> **Exercise description**: Extract the passage of the article about the sea otter with asthma that falls between "No one, apparently." and "Aww. Our hearts!", inclusive.

> **Text block**:
· · · · · · ·
Teri Wilson
September 20, 2015 11:42 am

Today in amazing people doing amazing things, trainers at the Seattle Aquarium have taught a sea otter with asthma how to use an inhaler. TBH, it’s kind of blowing our minds. Who knew otters could even have asthma?

No one, apparently.

Dr. Lesanna Lahner, a veterinarian at the aquarium, diagnosed Mishka (that name! so cute!) and hers is the first case they’ve ever seen among sea otters. She became symptomatic and had trouble breathing when smoke blew into the Seattle area from wildfires in eastern Washington. Aww. Our hearts!

The good news is that Mishka can be treated with an inhaler that uses the exact same medication that helps human asthma sufferers. But um…how exactly do you get an otter to use an inhaler? With positive reinforcement in the form of food. (Think about it…if someone gave you a bite of pizza every time you did something they wanted you to do, you’d catch on pretty quickly. Just saying.)

Sara Perry, a marine biologist at the aquarium who works as Mishka’s trainer, told USA Today, “We want to make this as fun as possible. So any kind of medical behavior that you’re training, you just want to make sure it’s nice and positive.” To that end, Sara is using food treats (yum!) to teach Mishka to push her nose on the inhaler and take a deep breath.

So far Mishka is catching on like a pro!

Thank goodness. Having trouble breathing is a very frightening experience, as the 12 million humans in the US who have asthma can attest. Cases in people have actually increased by around 25 percent in the past ten years, which might possibly have something to do with Mishka’s diagnosis. Dr. Peter Rabinowitz, a professor at the University of Washington, explained to USA Today, “More and more, there starts to be this concept of what we’re calling One Health, which is really that there’s a connection between the health of people and the health of other species, and that sometimes those species can be telling us that there’s a problem in the environment.”

But hey, if we’re going to share our ailments with animals, the least we can do is share the remedy, too. Right? Right.

Good work, Mishka. And props to the Seattle Aquarium for taking care of this special little otter!
· · · · · · ·
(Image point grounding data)
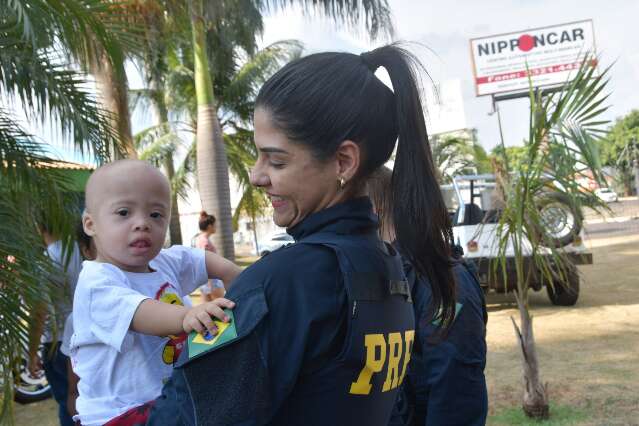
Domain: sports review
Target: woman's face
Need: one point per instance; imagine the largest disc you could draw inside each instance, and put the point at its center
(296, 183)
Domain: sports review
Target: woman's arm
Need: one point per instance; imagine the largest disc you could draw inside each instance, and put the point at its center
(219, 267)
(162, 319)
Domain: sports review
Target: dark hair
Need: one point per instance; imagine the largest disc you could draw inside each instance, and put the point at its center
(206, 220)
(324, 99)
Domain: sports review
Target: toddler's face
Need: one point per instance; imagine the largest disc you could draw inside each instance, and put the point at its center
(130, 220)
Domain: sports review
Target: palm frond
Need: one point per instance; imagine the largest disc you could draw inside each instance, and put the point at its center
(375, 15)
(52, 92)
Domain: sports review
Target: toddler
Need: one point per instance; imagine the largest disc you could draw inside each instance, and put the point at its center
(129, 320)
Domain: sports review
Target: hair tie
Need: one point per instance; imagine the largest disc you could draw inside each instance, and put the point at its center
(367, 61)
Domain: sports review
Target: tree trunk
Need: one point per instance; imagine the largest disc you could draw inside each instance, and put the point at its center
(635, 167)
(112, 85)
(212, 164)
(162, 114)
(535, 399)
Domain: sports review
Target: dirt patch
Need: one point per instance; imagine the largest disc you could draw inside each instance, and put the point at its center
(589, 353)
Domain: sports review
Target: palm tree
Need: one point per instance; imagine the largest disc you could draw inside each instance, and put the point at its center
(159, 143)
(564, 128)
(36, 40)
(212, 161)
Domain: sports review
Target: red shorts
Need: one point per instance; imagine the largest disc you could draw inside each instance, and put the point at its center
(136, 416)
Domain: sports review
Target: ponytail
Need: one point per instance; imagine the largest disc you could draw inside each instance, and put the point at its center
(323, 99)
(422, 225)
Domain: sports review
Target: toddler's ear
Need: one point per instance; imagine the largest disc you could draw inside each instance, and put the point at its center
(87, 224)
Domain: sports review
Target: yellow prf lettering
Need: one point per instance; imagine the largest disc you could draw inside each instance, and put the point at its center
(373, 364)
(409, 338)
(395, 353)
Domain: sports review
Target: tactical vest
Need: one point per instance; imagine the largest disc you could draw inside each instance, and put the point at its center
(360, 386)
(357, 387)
· · · · · · ·
> **Reply**:
No one, apparently.

Dr. Lesanna Lahner, a veterinarian at the aquarium, diagnosed Mishka (that name! so cute!) and hers is the first case they’ve ever seen among sea otters. She became symptomatic and had trouble breathing when smoke blew into the Seattle area from wildfires in eastern Washington. Aww. Our hearts!